--- Data excerpts ---

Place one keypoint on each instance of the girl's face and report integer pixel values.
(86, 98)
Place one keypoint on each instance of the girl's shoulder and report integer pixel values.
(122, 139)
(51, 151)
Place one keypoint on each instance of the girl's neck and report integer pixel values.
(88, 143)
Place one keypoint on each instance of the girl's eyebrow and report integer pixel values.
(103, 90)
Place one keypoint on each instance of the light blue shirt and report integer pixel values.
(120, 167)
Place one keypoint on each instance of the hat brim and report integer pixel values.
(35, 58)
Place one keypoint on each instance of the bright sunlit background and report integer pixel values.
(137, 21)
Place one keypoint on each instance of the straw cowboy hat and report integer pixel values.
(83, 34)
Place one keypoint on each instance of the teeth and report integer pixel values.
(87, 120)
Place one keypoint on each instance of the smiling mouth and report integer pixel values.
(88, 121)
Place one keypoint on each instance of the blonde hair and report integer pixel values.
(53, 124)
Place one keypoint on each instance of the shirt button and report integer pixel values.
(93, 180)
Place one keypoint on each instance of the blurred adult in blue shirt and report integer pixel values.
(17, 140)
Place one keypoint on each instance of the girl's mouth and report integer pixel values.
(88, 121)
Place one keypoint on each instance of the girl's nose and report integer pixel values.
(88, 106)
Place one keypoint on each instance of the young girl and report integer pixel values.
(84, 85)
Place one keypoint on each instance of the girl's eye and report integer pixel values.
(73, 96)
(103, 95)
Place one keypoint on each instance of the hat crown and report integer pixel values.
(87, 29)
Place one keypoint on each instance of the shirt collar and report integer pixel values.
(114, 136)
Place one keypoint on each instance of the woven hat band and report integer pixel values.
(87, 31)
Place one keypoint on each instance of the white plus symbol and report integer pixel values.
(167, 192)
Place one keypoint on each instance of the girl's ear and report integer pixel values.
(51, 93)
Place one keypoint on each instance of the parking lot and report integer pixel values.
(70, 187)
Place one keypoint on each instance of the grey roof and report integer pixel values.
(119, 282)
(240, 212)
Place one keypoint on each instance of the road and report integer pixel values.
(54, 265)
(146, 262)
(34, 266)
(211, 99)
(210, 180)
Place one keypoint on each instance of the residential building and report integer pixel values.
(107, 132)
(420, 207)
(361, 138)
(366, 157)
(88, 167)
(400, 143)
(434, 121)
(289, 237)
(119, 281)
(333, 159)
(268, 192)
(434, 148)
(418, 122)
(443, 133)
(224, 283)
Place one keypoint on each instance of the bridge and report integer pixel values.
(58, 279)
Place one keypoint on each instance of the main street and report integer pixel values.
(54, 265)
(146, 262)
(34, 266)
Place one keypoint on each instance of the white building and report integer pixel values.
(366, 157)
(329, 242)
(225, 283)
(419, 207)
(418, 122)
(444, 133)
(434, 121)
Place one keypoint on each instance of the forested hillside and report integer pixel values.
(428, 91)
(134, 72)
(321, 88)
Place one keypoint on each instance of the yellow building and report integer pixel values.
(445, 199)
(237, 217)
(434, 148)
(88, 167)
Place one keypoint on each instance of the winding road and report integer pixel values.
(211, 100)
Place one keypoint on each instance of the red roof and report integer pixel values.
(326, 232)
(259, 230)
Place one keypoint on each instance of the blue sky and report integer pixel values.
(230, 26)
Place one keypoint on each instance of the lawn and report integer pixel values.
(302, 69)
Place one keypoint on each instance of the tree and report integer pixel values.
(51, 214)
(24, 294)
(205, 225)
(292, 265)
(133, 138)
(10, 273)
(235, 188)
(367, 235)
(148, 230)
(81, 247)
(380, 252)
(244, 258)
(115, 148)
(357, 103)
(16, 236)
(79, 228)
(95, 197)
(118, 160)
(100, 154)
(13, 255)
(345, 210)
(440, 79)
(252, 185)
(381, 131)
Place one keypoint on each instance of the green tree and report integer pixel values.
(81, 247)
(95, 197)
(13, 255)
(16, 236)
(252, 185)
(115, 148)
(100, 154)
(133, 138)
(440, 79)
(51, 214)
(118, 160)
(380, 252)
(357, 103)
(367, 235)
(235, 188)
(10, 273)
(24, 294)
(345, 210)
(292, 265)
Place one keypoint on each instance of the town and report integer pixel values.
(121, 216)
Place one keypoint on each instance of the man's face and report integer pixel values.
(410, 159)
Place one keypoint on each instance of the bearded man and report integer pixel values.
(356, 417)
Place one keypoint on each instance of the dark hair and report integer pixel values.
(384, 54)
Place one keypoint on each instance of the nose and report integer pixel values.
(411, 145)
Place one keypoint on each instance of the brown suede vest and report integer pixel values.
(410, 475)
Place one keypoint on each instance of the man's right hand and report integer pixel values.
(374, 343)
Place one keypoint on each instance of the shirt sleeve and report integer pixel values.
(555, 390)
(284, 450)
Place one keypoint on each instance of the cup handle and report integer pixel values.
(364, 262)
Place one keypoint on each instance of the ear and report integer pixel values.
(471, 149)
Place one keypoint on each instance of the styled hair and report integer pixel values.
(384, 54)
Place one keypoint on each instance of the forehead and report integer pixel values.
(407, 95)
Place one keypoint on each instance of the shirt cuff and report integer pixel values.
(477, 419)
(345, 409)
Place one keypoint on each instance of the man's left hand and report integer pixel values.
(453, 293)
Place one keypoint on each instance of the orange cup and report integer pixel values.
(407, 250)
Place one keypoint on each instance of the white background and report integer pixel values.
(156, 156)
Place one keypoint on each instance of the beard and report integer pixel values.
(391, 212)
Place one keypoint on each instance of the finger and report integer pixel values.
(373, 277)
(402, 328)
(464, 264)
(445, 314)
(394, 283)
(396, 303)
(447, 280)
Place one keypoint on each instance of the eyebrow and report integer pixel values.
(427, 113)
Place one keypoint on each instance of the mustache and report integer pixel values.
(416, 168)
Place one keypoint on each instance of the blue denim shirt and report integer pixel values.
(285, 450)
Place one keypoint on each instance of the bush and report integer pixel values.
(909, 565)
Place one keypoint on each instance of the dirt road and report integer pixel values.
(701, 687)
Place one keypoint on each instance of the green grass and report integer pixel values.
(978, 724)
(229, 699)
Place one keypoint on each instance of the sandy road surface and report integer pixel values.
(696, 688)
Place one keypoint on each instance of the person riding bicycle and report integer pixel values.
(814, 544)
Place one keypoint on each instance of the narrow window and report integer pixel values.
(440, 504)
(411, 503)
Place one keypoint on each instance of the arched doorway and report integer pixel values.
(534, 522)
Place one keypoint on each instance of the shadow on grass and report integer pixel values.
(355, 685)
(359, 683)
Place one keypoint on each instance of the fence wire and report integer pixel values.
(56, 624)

---

| About this task |
The full listing above is to be retyped exactly.

| Reply |
Place one keypoint on each instance of the girl's face and report integer pixel values.
(86, 98)
Place one keypoint on each instance of the girl's shoulder and report integer pixel values.
(122, 139)
(51, 151)
Place one keypoint on each instance of the girl's neck and report integer pixel values.
(88, 143)
Place one keypoint on each instance of the girl's eyebrow and report integer pixel values.
(103, 90)
Place one keypoint on each instance of the light blue shirt and report integer pixel values.
(120, 167)
Place one keypoint on each instance of the hat brim and report integer pixel values.
(35, 58)
Place one keypoint on each instance of the bright sunlit background and report integer pixel values.
(137, 21)
Place one keypoint on each instance of the straw cowboy hat and report integer pixel values.
(83, 34)
Place one keypoint on each instance of the teeth and report integer pixel values.
(87, 120)
Place one keypoint on each instance of the smiling mouth and report integer pixel values.
(88, 121)
Place one keypoint on each instance of the blonde hair and report integer pixel values.
(53, 124)
Place one keypoint on each instance of the shirt button and report integer pixel values.
(93, 180)
Place one keypoint on each instance of the blurred adult in blue shirt and report integer pixel values.
(17, 140)
Place one keypoint on each instance of the girl's mouth and report integer pixel values.
(88, 121)
Place one keypoint on each instance of the girl's nose and report integer pixel values.
(88, 106)
Place one keypoint on each instance of the young girl and report integer pixel values.
(84, 85)
Place one keypoint on each instance of the girl's eye and report integer pixel values.
(73, 96)
(103, 95)
Place one keypoint on each instance of the hat crown and report integer pixel values.
(87, 29)
Place one keypoint on each instance of the shirt collar and report integer pixel values.
(114, 136)
Place one keypoint on each instance of the woven hat band and report integer pixel values.
(87, 31)
Place one keypoint on each instance of the white plus symbol and report integer pixel values.
(167, 192)
Place one keypoint on each instance of the girl's ear and report integer pixel values.
(51, 93)
Place one keypoint on each instance of the parking lot and report integer pixel values.
(70, 187)
Place one keypoint on each instance of the grey roof and report integer pixel values.
(119, 282)
(240, 212)
Place one keypoint on each instance of the road and report integer pixel values.
(54, 265)
(146, 262)
(34, 266)
(211, 99)
(210, 180)
Place one keypoint on each instance of the residential building and report integer pixel values.
(107, 132)
(420, 207)
(361, 138)
(366, 157)
(88, 167)
(400, 143)
(434, 121)
(289, 237)
(119, 281)
(333, 159)
(268, 192)
(434, 148)
(418, 122)
(443, 133)
(224, 283)
Place one keypoint on each instance of the bridge and report integer pixel values.
(58, 279)
Place one keypoint on each instance of the main street and report integer pixel values.
(54, 265)
(146, 262)
(34, 266)
Place one keypoint on each instance of the white building and report integer pixel values.
(366, 157)
(329, 242)
(225, 283)
(419, 207)
(418, 122)
(444, 133)
(434, 121)
Place one keypoint on each instance of the forested hillside and report integer pixel values.
(428, 91)
(134, 72)
(321, 88)
Place one keypoint on each instance of the yellow building and report integer pixel values.
(445, 199)
(237, 217)
(434, 148)
(88, 167)
Place one keypoint on each instance of the winding road and report integer pixel values.
(211, 100)
Place one keypoint on each instance of the red roof and report integer pixel values.
(326, 232)
(259, 230)
Place one keypoint on each instance of the blue sky and report integer pixel values.
(230, 26)
Place one keypoint on each instance of the lawn and report integer pixel values.
(302, 69)
Place one keypoint on each instance of the tree and report integer pixel values.
(51, 214)
(24, 294)
(205, 225)
(292, 265)
(133, 138)
(10, 273)
(235, 188)
(367, 235)
(148, 230)
(81, 247)
(380, 252)
(244, 258)
(115, 148)
(357, 103)
(16, 236)
(79, 228)
(95, 197)
(118, 160)
(100, 154)
(13, 255)
(345, 210)
(440, 79)
(252, 185)
(381, 131)
Place one keypoint on each instance of the green tree and report integer pixel values.
(81, 247)
(95, 197)
(13, 255)
(16, 236)
(252, 185)
(115, 148)
(100, 154)
(133, 138)
(440, 79)
(51, 214)
(118, 160)
(380, 252)
(357, 103)
(367, 235)
(235, 188)
(10, 273)
(24, 294)
(345, 210)
(292, 265)
Place one keypoint on each instance of the town and report integer pixel values.
(121, 216)
Place one keypoint on each instance of the man's face and report integer pixel values.
(410, 159)
Place one keypoint on each instance of the bearded man and report integer pixel values.
(356, 417)
Place one keypoint on each instance of the dark hair and report integer pixel values.
(384, 54)
Place one keypoint on each instance of the nose and report integer pixel values.
(411, 145)
Place one keypoint on each instance of the brown suede vest and report integer pixel values.
(410, 475)
Place one keypoint on each instance of the man's right hand and report integer pixel values.
(374, 343)
Place one keypoint on each instance of the shirt sleeve and report integer pixel values.
(555, 390)
(284, 450)
Place one keypoint on each instance of the cup handle and report integer pixel values.
(364, 262)
Place one keypoint on each instance of the ear and report integer pixel values.
(471, 149)
Place one keypoint on each instance of the styled hair and report integer pixel values.
(384, 54)
Place one keypoint on each instance of the forehead and report integer pixel values.
(407, 95)
Place one keypoint on each instance of the shirt cuff and report integer pixel values.
(477, 419)
(345, 409)
Place one keypoint on each instance of the man's left hand and report integer pixel values.
(453, 293)
Place one keypoint on each instance of the orange cup and report integer pixel values.
(407, 250)
Place one keypoint on each instance of the white background and report integer pixel values.
(156, 156)
Place one keypoint on each instance of the beard and report integer pixel values.
(391, 212)
Place one keypoint on each instance of the finger and report integer pixel values.
(373, 277)
(402, 328)
(464, 264)
(445, 314)
(394, 283)
(396, 303)
(447, 280)
Place one keypoint on each instance of the eyebrow and report integer pixel values.
(427, 113)
Place one keypoint on each instance of the mustache and report integer pixel values.
(416, 168)
Place one keypoint on each instance of the blue denim shirt and report integer pixel values.
(285, 450)
Place one keypoint on each instance of the bush and report integer pixel values.
(909, 565)
Place one keypoint on each instance of the dirt road and report integer pixel values.
(701, 687)
Place one keypoint on each instance of the green grass and report integer pixel values.
(978, 724)
(229, 699)
Place one keypoint on each instance of the sandy road surface and report integer pixel values.
(696, 688)
Place one keypoint on each instance of the person riding bicycle and report integer pixel values.
(814, 544)
Place one keypoint on each instance of the narrow window and report integer pixel values.
(440, 504)
(411, 503)
Place one keypoint on each instance of the arched doorway and report integer pixel values.
(534, 522)
Place one keypoint on each instance of the shadow on grass and report integer pixel values.
(355, 685)
(359, 683)
Place one keypoint on each instance of the fence wire and report integer pixel values.
(56, 624)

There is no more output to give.